ACTIVITY: Using the abstract below on p24-antigen screening of blood donors, answer yes or no to whether each statement agrees with it, and quote the deciding words. 1. The serum samples came from a repository of 200,000 samples from voluntary donors. 2. Confirmed p24-antigen positivity turned up in some of the seronegative samples. 3. The authors recommend routine screening with currently available p24-antigen assays.

Screening of selected male blood donors for p24 antigen of human immunodeficiency virus type 1. The Transfusion Safety Study Group.

Pubmed ID: 2120588

Journal: The New England journal of medicine

Publication Date: Nov. 8, 1990

Affiliation: Irwin Memorial Blood Center, San Francisco, CA.

MeSH Terms: Humans, Male, HIV-1, United States, Blood Donors, Gene Products, gag, HIV Antigens, HIV Core Protein p24, HIV Seropositivity, Quality Control, HIV Seroprevalence, Viral Core Proteins

Grants: N01-HB-4-7002, N01-HB-4-7003, N01-HB-9-7074

Authors: Busch MP, Mosley JW, Kleinman SH, Hollingsworth CG, Stevens CE, Stuart M, Tomasulo PA, Allain JP, Taylor PE, Lenes BA

Cite As: Busch MP, Taylor PE, Lenes BA, Kleinman SH, Stuart M, Stevens CE, Tomasulo PA, Allain JP, Hollingsworth CG, Mosley JW. Screening of selected male blood donors for p24 antigen of human immunodeficiency virus type 1. The Transfusion Safety Study Group. N Engl J Med 1990 Nov 8;323(19):1308-12.

Studies:

Abstract

BACKGROUND: The p24 antigen of human immunodeficiency virus type 1 (HIV-1) is sometimes detected before antibody (anti-HIV-1) is detectable in the serum of recently infected persons. This has led to the consideration of p24-antigen testing for routine screening of blood donors. METHODS: To estimate how many HIV-infected seronegative donors would be identified if p24-antigen screening was introduced, we tested selected donations from a repository of 200,000 serum samples from voluntary donors that was established in late 1984 and early 1985. The 8597 serum samples selected for p24-antigen screening were chosen because their donors had demographic characteristics known to be associated with a high prevalence of seropositivity. RESULTS: The prevalence of anti-HIV-1 antibodies in the 1984-1985 serum samples selected for p24-antigen screening was 1.54 percent--more than 100 times the 0.012 percent prevalence in present-day donations in the United States. The antigen was detected in 15 of 132 serum samples (11.4 percent) from donors who had already been confirmed as seropositive. No instance of confirmed positivity for p24 antigen was found among the 8465 seronegative serum samples. CONCLUSIONS: These data indicate that the yield of screening for p24 antigen in volunteer donors to identify HIV-1 carriers would be negligible. We therefore recommend against routine screening with currently available p24-antigen assays.

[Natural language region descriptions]
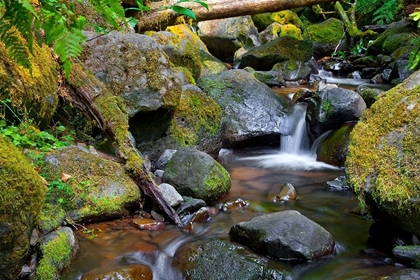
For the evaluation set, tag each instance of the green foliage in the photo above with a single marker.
(383, 11)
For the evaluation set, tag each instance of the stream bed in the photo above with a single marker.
(256, 178)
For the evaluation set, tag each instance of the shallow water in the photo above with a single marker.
(256, 177)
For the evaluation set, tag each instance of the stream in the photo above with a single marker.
(257, 175)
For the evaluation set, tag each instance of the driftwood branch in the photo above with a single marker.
(160, 19)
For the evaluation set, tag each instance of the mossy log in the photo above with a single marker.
(92, 98)
(159, 19)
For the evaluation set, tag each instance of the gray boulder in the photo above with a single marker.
(278, 50)
(286, 235)
(218, 259)
(252, 112)
(134, 67)
(196, 174)
(329, 109)
(223, 37)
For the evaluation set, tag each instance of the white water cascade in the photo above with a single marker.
(294, 153)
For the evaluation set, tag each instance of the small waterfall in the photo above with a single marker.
(294, 138)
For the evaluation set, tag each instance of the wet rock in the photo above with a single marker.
(284, 235)
(333, 148)
(369, 95)
(132, 272)
(338, 184)
(278, 50)
(326, 36)
(136, 69)
(223, 37)
(219, 260)
(287, 192)
(170, 194)
(100, 188)
(293, 70)
(389, 132)
(252, 112)
(238, 204)
(147, 224)
(196, 122)
(407, 255)
(331, 108)
(196, 174)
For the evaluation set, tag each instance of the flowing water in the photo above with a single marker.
(256, 177)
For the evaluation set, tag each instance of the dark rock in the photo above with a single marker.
(286, 235)
(252, 112)
(219, 260)
(331, 108)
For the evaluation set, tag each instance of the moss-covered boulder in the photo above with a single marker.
(220, 259)
(185, 49)
(22, 194)
(326, 36)
(252, 112)
(262, 21)
(58, 248)
(196, 122)
(384, 156)
(333, 149)
(134, 67)
(278, 50)
(196, 174)
(34, 96)
(223, 37)
(91, 189)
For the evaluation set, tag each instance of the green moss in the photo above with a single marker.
(384, 152)
(32, 96)
(56, 255)
(327, 32)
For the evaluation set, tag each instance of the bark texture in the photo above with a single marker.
(159, 20)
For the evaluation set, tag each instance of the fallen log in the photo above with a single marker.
(160, 19)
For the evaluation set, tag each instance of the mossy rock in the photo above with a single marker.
(325, 36)
(376, 47)
(58, 249)
(196, 122)
(196, 174)
(278, 50)
(21, 198)
(384, 155)
(395, 41)
(33, 96)
(333, 149)
(185, 49)
(98, 188)
(136, 69)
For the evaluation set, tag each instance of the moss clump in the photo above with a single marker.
(384, 154)
(56, 255)
(32, 96)
(327, 32)
(21, 198)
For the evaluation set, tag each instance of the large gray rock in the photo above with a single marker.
(196, 122)
(223, 37)
(284, 235)
(329, 109)
(252, 112)
(278, 50)
(196, 174)
(134, 67)
(218, 259)
(384, 156)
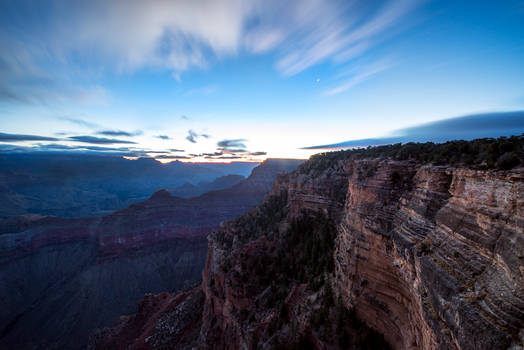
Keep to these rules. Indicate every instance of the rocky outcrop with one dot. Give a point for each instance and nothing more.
(430, 257)
(61, 278)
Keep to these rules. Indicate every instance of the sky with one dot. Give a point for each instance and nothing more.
(223, 80)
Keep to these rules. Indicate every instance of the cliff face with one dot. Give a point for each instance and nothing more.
(430, 257)
(61, 278)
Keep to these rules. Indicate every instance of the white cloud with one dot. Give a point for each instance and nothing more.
(77, 38)
(359, 75)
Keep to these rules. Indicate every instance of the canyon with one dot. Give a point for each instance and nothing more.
(63, 277)
(356, 250)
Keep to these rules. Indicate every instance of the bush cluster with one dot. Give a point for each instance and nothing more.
(503, 153)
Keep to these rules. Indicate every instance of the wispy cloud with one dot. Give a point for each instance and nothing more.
(97, 140)
(459, 128)
(232, 146)
(193, 136)
(359, 75)
(81, 122)
(21, 137)
(119, 133)
(125, 36)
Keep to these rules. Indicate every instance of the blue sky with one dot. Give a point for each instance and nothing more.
(225, 80)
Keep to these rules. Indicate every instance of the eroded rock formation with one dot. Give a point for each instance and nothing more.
(61, 278)
(430, 257)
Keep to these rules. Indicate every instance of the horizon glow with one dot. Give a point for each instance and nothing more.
(177, 79)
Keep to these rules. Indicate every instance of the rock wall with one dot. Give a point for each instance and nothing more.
(431, 257)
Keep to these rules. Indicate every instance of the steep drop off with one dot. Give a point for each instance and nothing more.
(63, 277)
(430, 257)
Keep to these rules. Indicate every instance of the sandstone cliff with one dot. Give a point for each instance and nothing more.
(351, 248)
(61, 278)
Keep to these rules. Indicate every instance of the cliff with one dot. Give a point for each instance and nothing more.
(61, 278)
(353, 251)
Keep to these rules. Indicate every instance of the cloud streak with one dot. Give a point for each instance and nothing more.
(193, 136)
(119, 133)
(176, 36)
(98, 140)
(21, 137)
(460, 128)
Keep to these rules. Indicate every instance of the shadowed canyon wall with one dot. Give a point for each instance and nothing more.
(430, 257)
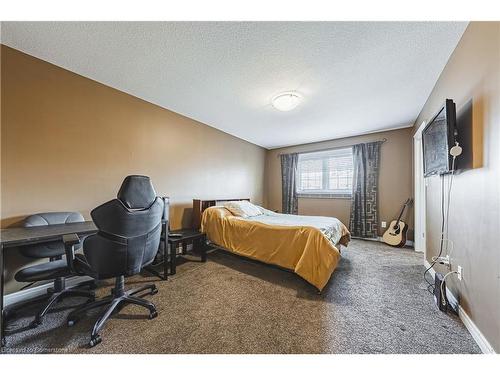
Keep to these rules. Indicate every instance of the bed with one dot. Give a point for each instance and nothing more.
(307, 245)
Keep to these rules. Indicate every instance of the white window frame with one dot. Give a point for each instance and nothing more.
(324, 192)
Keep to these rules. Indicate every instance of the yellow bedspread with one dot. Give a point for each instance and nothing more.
(302, 249)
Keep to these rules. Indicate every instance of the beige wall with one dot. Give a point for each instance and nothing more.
(473, 72)
(394, 179)
(68, 142)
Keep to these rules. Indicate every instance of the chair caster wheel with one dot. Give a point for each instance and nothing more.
(35, 323)
(96, 340)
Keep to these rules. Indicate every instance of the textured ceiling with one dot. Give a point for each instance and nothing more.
(356, 77)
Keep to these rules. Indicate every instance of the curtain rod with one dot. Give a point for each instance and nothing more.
(329, 149)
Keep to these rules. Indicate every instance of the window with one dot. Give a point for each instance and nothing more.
(326, 173)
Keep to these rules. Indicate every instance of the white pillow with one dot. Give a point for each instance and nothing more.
(242, 208)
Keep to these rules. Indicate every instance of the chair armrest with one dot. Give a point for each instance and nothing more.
(70, 240)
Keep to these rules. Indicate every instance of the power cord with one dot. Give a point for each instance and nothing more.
(443, 291)
(445, 213)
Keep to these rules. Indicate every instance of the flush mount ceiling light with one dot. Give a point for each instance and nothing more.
(286, 101)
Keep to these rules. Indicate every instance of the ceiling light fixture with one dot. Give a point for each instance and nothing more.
(286, 101)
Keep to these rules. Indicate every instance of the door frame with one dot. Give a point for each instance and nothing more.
(419, 191)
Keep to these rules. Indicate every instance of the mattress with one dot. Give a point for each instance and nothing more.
(306, 245)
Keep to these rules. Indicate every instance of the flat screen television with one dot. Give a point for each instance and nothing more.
(437, 138)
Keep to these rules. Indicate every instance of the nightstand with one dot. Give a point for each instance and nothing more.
(187, 236)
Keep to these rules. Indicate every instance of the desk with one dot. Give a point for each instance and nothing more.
(14, 237)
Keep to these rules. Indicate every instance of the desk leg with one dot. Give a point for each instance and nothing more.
(173, 259)
(203, 248)
(2, 316)
(165, 260)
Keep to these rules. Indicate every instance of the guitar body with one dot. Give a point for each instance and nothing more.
(396, 234)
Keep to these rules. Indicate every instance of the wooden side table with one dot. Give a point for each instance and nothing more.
(187, 236)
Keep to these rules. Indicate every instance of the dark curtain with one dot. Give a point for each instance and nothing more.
(364, 206)
(289, 183)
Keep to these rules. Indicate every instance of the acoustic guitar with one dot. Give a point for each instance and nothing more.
(396, 234)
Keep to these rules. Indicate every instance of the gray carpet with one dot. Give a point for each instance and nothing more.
(375, 302)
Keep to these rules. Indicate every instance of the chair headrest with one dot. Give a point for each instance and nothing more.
(137, 192)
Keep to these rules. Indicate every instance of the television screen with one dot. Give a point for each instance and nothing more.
(437, 138)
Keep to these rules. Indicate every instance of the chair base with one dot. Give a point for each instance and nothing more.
(57, 293)
(117, 300)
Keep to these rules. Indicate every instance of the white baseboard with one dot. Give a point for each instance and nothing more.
(39, 290)
(476, 334)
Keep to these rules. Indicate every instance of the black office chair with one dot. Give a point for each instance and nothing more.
(127, 240)
(56, 268)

SOLVED PROBLEM:
1. Yes: "a repository of 200,000 serum samples from voluntary donors"
2. No: "No instance of confirmed positivity for p24 antigen was found among the 8465 seronegative serum samples."
3. No: "We therefore recommend against routine screening with currently available p24-antigen assays."